* WHAT TO DO *
Set down every entry again word for word, please, but skip the pictures.

* SUPPLIED DATA *
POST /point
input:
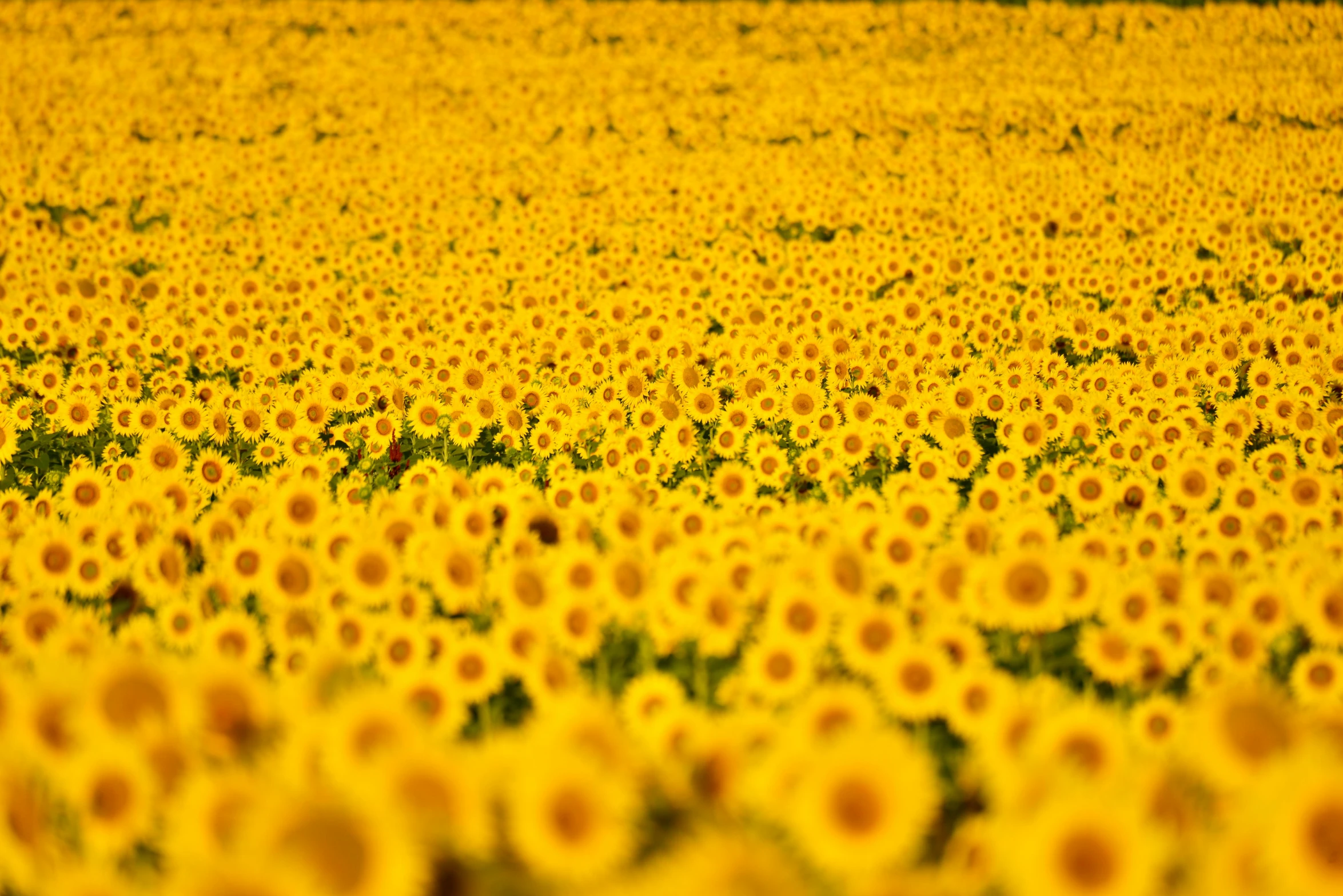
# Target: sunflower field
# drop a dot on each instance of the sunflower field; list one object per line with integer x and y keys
{"x": 671, "y": 449}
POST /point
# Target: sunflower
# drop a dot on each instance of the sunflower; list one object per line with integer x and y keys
{"x": 570, "y": 820}
{"x": 1306, "y": 828}
{"x": 916, "y": 682}
{"x": 297, "y": 509}
{"x": 355, "y": 847}
{"x": 428, "y": 418}
{"x": 371, "y": 572}
{"x": 211, "y": 473}
{"x": 1082, "y": 844}
{"x": 1025, "y": 589}
{"x": 112, "y": 790}
{"x": 869, "y": 636}
{"x": 31, "y": 844}
{"x": 83, "y": 491}
{"x": 445, "y": 797}
{"x": 163, "y": 453}
{"x": 1318, "y": 678}
{"x": 1240, "y": 731}
{"x": 290, "y": 577}
{"x": 472, "y": 669}
{"x": 865, "y": 802}
{"x": 189, "y": 420}
{"x": 77, "y": 415}
{"x": 778, "y": 669}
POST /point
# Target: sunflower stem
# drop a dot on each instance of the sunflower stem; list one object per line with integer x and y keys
{"x": 647, "y": 658}
{"x": 702, "y": 677}
{"x": 603, "y": 671}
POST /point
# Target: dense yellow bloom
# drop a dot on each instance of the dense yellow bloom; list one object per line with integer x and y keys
{"x": 887, "y": 450}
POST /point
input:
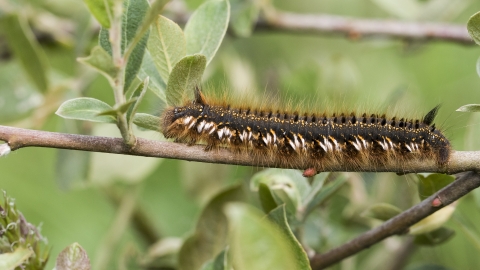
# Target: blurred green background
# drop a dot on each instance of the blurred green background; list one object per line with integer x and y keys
{"x": 70, "y": 193}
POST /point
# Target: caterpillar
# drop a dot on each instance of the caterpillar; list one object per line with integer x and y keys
{"x": 306, "y": 140}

* WRITTEN ANSWER *
POST /point
input:
# Target: sunflower field
# drop a dot on each instance of the sunflower field; list one object per line with integer x and y keys
{"x": 671, "y": 449}
POST /point
# Target: sunflower
# drop a dot on each instance of the sunflower; list one object per line with integer x and y keys
{"x": 570, "y": 820}
{"x": 1306, "y": 828}
{"x": 916, "y": 682}
{"x": 297, "y": 509}
{"x": 355, "y": 847}
{"x": 428, "y": 418}
{"x": 371, "y": 572}
{"x": 211, "y": 473}
{"x": 1082, "y": 844}
{"x": 1025, "y": 589}
{"x": 112, "y": 790}
{"x": 869, "y": 636}
{"x": 31, "y": 844}
{"x": 83, "y": 491}
{"x": 445, "y": 797}
{"x": 163, "y": 453}
{"x": 1318, "y": 678}
{"x": 1240, "y": 731}
{"x": 290, "y": 577}
{"x": 472, "y": 669}
{"x": 865, "y": 802}
{"x": 189, "y": 420}
{"x": 77, "y": 415}
{"x": 778, "y": 669}
POST /point
# Target: sunflower stem
# drop a dot on each instance of the sunflower stem; list one object per line with integer x and y keys
{"x": 647, "y": 658}
{"x": 702, "y": 677}
{"x": 603, "y": 671}
POST /point
# Target: dense yellow bloom
# drop a dot on each instance of the dense yellow bloom; list one object per line with integer x and y keys
{"x": 887, "y": 450}
POST /point
input:
# Target: blurred green background
# drop a dot on each instance of the blurred green background; list one object per line with integer x and y keys
{"x": 70, "y": 193}
POST /point
# Target: caterpillar
# drop a dot on each instance of the caterpillar; list one object per line with integer x and y keys
{"x": 306, "y": 140}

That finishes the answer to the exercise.